[Start INPUT MATERIAL]

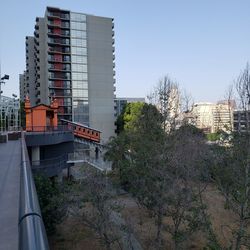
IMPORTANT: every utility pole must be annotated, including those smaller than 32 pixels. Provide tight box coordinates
[0,72,10,132]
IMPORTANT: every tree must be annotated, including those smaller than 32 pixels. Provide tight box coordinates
[34,175,67,233]
[116,102,144,134]
[213,64,250,250]
[81,172,121,250]
[148,76,181,131]
[106,104,209,249]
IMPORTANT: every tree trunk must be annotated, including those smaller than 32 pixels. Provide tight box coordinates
[156,209,162,249]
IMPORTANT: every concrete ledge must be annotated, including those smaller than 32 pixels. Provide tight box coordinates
[8,132,21,141]
[25,131,74,147]
[0,135,7,143]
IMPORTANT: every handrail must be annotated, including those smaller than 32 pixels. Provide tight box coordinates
[19,132,49,250]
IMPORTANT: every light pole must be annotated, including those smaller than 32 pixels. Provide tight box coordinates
[0,75,10,132]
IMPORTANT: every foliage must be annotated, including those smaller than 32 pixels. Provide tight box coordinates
[106,101,207,249]
[207,133,220,141]
[34,175,67,233]
[81,173,121,250]
[116,102,144,134]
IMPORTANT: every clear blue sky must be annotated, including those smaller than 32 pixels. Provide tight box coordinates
[0,0,250,101]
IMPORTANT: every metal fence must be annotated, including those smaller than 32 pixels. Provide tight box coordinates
[31,155,68,177]
[19,133,49,250]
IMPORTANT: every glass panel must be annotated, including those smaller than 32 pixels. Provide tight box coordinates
[72,81,88,89]
[70,22,86,30]
[71,30,86,38]
[71,38,87,47]
[72,64,87,72]
[70,12,86,22]
[71,47,87,56]
[72,55,87,64]
[72,72,88,80]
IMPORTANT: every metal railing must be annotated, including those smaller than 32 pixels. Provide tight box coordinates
[19,133,49,250]
[25,125,72,132]
[31,155,68,177]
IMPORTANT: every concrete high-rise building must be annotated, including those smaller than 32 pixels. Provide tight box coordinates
[191,101,235,133]
[20,7,115,140]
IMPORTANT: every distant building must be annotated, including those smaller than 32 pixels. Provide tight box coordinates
[191,101,235,133]
[233,110,250,132]
[115,97,145,117]
[20,7,115,140]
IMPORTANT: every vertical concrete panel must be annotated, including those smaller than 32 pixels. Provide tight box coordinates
[87,16,115,141]
[31,146,40,165]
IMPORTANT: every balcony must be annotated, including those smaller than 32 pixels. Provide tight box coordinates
[48,30,70,37]
[48,38,70,45]
[49,64,71,71]
[48,11,69,20]
[49,47,70,54]
[49,73,70,80]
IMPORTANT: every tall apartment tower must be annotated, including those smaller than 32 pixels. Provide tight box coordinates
[21,7,115,140]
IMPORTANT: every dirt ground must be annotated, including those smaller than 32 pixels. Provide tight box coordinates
[49,186,246,250]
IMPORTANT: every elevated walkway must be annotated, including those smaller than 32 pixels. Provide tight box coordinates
[0,139,21,250]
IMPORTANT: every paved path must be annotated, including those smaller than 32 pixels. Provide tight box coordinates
[0,140,21,250]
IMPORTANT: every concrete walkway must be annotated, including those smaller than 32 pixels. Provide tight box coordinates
[0,140,21,250]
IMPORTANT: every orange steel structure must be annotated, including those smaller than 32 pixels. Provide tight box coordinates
[24,96,58,132]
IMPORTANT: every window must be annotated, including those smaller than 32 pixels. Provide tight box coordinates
[72,72,88,80]
[70,21,86,30]
[71,38,87,47]
[71,30,87,38]
[72,89,88,98]
[72,64,87,72]
[72,81,88,89]
[71,47,87,56]
[70,12,86,22]
[72,55,87,64]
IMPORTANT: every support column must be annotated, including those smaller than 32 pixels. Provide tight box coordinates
[31,146,40,166]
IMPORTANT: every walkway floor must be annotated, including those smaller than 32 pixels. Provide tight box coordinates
[0,140,21,250]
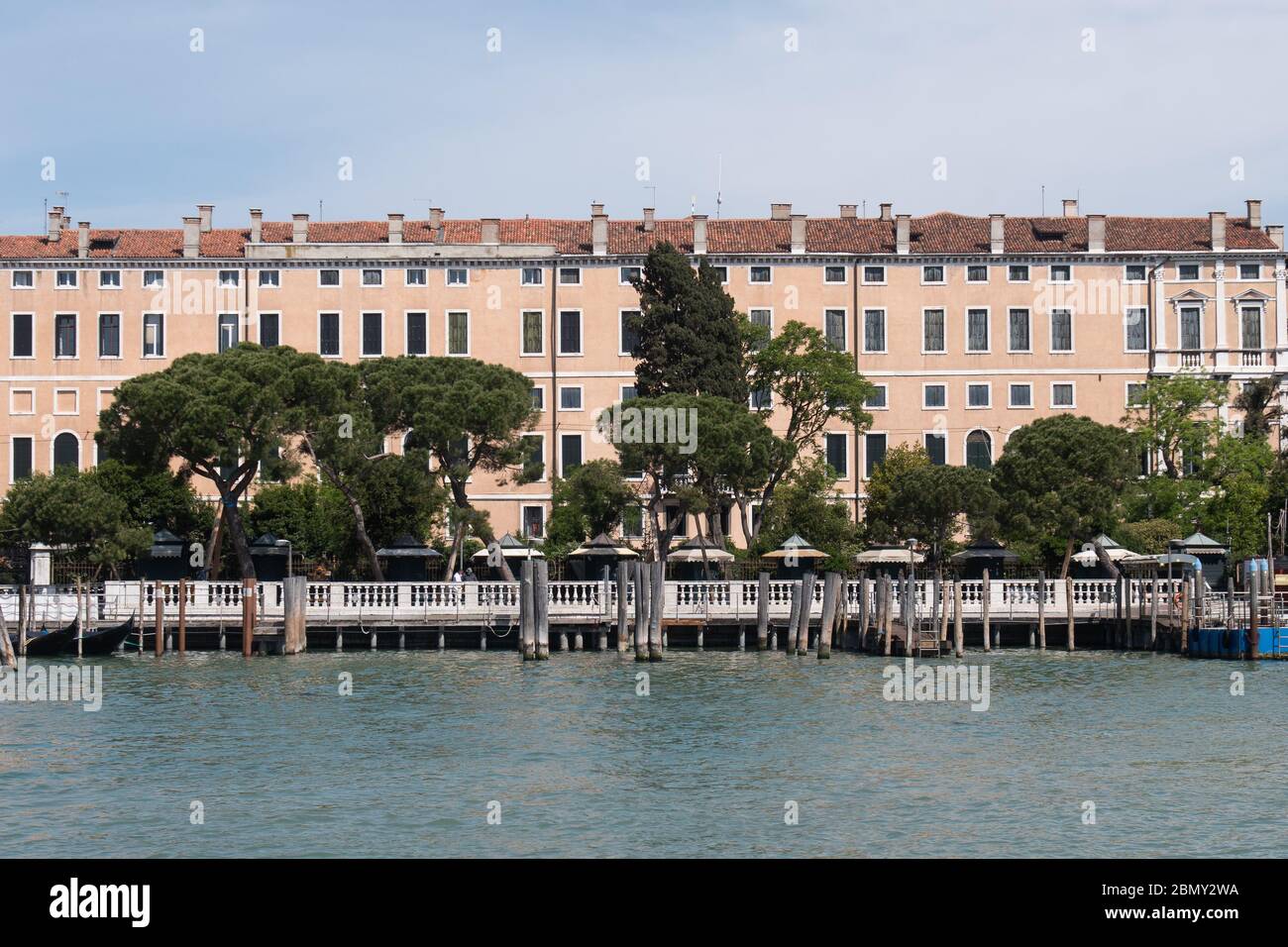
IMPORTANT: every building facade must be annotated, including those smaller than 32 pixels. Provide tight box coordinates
[0,201,1288,541]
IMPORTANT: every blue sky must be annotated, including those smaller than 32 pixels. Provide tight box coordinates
[0,0,1288,233]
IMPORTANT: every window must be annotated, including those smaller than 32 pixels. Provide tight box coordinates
[447,312,471,356]
[823,309,845,352]
[863,434,886,476]
[966,430,993,471]
[9,312,35,359]
[617,309,640,356]
[559,309,581,356]
[362,312,385,356]
[318,312,340,359]
[824,434,850,480]
[256,312,282,349]
[966,309,988,352]
[1006,309,1033,352]
[98,312,121,359]
[921,309,947,353]
[407,312,429,356]
[54,313,76,359]
[9,437,34,481]
[1124,307,1149,352]
[924,432,948,467]
[559,434,581,476]
[863,309,885,352]
[219,312,239,352]
[559,385,581,411]
[519,309,546,356]
[1051,309,1073,352]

[End INPUT MATERIAL]

Report each line in the listing above that contains the word "metal", treating uppercase and lowercase letters as different.

RESPONSE:
IMPORTANT: every metal fence must be annotated, including those smaller than 32 pixels. Provide tight box coordinates
IMPORTANT: every metal railing must be annotated, including those smaller than 32 pixels. Provide tight box coordinates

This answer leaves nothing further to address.